WHAT THE TASK REQUIRES:
Beginning with the line that holds "Query: potted plant" in the data below, give again every line through the one that holds "compact form (373,330).", exactly as written.

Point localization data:
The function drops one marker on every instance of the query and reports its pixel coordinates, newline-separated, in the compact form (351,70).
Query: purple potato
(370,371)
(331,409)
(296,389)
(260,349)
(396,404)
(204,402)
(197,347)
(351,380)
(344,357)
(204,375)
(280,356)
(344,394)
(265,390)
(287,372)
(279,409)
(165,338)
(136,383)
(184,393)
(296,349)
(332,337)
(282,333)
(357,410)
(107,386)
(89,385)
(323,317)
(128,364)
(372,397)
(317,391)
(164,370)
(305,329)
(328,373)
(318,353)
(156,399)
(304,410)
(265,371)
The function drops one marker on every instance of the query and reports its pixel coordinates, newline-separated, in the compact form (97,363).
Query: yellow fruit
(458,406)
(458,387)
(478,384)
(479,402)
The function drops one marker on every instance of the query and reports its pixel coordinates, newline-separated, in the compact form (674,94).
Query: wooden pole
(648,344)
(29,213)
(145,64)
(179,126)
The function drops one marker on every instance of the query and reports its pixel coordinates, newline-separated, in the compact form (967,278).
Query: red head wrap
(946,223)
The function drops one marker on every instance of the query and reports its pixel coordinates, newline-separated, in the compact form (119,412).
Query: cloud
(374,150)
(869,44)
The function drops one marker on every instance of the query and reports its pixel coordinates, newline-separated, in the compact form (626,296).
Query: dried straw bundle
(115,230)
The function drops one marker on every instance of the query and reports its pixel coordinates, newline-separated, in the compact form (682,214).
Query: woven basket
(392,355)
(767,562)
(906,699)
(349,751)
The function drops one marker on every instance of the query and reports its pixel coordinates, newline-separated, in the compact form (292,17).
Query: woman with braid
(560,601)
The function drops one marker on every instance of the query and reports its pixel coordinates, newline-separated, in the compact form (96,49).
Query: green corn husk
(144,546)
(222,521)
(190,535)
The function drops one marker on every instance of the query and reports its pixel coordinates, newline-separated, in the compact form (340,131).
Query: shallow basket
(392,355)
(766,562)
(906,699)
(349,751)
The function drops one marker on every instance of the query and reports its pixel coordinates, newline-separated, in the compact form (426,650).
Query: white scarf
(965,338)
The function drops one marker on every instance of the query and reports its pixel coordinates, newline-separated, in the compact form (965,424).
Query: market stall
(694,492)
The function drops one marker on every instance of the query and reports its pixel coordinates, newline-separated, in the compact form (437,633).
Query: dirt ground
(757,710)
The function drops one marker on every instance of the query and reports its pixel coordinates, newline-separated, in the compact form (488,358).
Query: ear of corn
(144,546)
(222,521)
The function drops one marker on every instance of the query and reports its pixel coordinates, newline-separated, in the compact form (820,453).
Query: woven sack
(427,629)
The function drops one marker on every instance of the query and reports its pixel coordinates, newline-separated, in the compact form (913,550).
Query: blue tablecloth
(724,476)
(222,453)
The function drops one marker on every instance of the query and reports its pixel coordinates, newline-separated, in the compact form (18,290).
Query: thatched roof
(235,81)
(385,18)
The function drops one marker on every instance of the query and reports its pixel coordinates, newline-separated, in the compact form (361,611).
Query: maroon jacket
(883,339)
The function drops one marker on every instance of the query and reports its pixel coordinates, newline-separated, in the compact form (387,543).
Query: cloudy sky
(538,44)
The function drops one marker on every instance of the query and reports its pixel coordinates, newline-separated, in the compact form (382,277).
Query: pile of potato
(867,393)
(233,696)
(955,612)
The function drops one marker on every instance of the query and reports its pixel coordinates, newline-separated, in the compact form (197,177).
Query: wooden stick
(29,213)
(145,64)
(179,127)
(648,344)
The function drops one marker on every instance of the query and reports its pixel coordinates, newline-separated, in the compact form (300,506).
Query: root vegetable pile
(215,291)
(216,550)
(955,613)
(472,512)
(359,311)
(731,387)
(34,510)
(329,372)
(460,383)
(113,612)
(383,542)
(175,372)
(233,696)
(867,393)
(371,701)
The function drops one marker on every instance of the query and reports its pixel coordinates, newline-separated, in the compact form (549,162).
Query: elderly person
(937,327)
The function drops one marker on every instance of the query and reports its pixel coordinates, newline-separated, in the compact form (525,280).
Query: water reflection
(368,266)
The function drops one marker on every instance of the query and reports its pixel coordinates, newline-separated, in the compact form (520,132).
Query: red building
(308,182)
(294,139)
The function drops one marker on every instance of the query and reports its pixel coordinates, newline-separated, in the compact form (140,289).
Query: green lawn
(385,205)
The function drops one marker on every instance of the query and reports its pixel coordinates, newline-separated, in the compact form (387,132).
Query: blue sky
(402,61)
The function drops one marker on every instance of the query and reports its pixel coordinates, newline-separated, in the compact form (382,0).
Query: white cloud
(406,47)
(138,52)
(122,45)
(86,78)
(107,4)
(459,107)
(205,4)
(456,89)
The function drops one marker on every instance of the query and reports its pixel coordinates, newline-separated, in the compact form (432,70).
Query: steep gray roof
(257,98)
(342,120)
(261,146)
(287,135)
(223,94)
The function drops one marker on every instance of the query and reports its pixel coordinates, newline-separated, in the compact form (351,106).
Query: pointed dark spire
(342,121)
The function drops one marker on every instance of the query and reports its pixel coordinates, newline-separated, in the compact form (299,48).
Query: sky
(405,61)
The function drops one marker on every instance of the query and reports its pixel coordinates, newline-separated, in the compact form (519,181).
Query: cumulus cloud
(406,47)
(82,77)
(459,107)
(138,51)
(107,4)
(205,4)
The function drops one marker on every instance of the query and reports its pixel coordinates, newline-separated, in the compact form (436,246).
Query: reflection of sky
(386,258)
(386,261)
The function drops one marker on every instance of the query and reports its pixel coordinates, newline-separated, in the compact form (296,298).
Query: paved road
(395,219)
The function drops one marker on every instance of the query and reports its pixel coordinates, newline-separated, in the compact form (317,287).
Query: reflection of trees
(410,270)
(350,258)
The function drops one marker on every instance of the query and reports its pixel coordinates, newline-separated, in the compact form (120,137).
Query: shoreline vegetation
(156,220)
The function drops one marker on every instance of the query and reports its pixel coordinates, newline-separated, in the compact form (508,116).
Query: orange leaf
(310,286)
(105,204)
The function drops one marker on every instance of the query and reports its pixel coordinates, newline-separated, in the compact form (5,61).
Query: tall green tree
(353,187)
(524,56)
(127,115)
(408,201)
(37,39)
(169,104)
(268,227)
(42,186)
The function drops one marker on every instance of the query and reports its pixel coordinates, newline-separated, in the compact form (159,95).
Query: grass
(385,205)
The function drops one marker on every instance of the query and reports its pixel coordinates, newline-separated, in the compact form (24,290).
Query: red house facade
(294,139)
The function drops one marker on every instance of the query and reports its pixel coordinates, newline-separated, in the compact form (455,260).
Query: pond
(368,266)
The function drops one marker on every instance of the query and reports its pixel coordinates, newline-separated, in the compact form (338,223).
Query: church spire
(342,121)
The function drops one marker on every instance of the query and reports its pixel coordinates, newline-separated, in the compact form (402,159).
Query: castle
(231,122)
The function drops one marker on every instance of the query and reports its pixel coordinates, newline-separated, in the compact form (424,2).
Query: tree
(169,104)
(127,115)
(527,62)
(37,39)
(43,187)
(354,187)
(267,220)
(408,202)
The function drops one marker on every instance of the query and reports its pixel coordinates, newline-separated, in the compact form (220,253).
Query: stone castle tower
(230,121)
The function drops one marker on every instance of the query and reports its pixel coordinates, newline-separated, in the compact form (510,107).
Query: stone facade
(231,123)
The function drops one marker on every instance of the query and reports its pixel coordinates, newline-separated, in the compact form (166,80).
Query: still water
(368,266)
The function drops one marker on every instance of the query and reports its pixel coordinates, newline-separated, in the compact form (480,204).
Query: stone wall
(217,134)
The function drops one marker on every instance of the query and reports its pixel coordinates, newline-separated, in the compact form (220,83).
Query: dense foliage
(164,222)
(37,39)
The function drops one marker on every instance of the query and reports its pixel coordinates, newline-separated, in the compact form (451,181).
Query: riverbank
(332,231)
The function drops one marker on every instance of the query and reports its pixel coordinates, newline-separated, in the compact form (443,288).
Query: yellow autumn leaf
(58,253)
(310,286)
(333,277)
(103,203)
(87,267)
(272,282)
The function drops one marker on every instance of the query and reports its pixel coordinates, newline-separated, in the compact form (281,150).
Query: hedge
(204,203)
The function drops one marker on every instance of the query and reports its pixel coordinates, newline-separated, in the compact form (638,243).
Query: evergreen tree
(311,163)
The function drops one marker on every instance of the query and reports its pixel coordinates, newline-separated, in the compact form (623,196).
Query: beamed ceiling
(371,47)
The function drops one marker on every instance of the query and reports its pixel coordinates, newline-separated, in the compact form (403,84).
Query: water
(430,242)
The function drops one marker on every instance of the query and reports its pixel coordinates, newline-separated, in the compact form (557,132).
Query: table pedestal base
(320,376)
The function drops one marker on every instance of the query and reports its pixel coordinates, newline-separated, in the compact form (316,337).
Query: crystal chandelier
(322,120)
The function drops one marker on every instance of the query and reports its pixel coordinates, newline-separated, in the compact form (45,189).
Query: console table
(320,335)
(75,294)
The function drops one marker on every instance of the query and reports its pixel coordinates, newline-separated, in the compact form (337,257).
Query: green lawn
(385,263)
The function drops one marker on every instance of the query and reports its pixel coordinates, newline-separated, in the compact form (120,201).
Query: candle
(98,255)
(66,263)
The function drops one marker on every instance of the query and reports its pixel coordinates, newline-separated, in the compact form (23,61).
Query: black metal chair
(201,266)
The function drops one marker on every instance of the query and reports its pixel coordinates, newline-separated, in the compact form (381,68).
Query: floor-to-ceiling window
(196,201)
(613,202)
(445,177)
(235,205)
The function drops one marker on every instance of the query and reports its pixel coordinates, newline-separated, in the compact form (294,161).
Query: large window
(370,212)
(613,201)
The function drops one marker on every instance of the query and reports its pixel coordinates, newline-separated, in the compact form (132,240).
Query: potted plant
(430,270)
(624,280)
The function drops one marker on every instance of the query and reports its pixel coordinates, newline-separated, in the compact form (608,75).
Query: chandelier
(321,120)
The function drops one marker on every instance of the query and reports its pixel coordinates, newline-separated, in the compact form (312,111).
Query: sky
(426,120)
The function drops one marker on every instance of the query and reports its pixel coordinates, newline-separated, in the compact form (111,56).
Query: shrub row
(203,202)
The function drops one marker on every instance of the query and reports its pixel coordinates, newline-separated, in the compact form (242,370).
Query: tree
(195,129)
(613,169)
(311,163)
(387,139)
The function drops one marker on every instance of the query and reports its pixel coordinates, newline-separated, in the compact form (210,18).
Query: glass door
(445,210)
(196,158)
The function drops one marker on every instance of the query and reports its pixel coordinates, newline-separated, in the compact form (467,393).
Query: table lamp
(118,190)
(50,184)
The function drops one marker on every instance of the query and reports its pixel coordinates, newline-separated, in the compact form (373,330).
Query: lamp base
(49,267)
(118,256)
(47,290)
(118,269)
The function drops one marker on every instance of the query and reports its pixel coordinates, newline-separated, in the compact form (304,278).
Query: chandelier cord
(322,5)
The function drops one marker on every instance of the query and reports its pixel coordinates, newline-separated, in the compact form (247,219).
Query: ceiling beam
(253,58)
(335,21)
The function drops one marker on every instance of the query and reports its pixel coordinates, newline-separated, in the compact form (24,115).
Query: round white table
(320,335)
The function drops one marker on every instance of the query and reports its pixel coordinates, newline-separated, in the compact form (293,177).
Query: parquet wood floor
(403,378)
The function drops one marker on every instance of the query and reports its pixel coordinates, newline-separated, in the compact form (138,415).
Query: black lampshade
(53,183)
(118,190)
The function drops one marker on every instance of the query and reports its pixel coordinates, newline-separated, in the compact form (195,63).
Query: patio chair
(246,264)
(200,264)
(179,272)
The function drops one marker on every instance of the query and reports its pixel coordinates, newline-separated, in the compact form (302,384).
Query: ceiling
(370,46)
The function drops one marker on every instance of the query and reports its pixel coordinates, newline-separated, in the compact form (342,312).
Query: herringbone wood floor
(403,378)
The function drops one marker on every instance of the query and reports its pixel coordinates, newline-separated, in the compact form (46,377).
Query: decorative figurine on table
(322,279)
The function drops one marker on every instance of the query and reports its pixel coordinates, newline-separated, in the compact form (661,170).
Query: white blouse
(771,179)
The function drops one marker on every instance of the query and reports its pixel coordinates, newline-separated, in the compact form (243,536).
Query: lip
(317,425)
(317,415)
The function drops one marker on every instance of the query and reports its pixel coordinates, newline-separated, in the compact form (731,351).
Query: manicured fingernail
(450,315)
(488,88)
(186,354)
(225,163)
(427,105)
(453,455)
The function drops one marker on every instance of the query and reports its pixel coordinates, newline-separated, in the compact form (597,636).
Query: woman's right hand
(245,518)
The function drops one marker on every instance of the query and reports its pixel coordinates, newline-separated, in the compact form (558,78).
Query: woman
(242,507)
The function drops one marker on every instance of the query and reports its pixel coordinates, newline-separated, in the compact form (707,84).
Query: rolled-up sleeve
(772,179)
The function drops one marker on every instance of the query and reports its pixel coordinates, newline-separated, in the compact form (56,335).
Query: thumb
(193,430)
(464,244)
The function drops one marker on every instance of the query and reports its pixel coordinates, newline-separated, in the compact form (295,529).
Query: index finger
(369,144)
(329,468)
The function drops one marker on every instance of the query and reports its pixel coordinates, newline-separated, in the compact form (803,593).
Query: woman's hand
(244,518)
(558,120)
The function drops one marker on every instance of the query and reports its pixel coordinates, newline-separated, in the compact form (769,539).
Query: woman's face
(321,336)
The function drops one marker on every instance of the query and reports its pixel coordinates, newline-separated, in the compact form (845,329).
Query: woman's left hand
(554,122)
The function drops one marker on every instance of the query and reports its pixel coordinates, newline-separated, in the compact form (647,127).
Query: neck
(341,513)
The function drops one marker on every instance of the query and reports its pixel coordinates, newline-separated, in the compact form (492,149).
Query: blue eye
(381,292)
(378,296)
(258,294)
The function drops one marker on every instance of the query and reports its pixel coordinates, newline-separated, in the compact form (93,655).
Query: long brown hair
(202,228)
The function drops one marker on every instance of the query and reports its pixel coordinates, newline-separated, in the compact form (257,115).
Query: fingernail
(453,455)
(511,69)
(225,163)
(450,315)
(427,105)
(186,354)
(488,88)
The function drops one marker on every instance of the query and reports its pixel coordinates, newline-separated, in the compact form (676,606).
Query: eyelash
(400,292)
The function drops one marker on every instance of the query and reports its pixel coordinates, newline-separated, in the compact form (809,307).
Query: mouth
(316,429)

ANSWER:
Query: potted plant
(430,270)
(624,280)
The function drops one marker on every instance of the query and reports its pixel coordinates, newline-separated, in the compact form (608,75).
Query: chandelier
(321,120)
The function drops one marker on every instance of the query and reports its pixel coordinates, newline-separated, in the compact form (312,111).
Query: sky
(426,120)
The function drops one marker on every instance of the query and reports its pixel coordinates, newline-separated, in the compact form (111,56).
Query: shrub row
(203,202)
The function drops one marker on every instance of the query and reports its pixel coordinates, newline-separated, in the compact form (242,370).
Query: tree
(195,129)
(613,169)
(311,163)
(387,139)
The function drops one marker on every instance of the query and reports its pixel coordinates, newline-separated, in the compact form (210,18).
Query: glass door
(445,210)
(196,158)
The function drops one marker on every instance of the query and reports its pixel coordinates, newline-separated, in the compact form (467,393).
Query: table lamp
(118,190)
(50,184)
The function drops one marker on every instance of the query and reports its pixel coordinates, newline-separated, in the compact form (373,330).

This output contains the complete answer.